• **EXERCISE PROMPT**
Copy the following material line for line, with no changes at all.

::::::::

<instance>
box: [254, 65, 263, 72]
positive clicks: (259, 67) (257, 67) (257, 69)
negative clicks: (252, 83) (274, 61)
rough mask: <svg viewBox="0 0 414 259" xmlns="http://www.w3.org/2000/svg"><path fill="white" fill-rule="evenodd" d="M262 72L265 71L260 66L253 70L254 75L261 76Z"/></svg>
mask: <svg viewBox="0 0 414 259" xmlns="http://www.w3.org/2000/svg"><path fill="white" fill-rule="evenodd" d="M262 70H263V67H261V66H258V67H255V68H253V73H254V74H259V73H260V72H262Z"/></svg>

::::::::

• **WRITTEN ANSWER**
<instance>
box: [254, 65, 263, 72]
positive clicks: (259, 67) (257, 67) (257, 69)
negative clicks: (252, 83) (274, 61)
rough mask: <svg viewBox="0 0 414 259" xmlns="http://www.w3.org/2000/svg"><path fill="white" fill-rule="evenodd" d="M262 72L265 71L260 66L253 70L254 75L261 76Z"/></svg>
mask: <svg viewBox="0 0 414 259" xmlns="http://www.w3.org/2000/svg"><path fill="white" fill-rule="evenodd" d="M262 70H263V67H261V66H258V67H255V68H253V73H254V74H259V73H260V72H262Z"/></svg>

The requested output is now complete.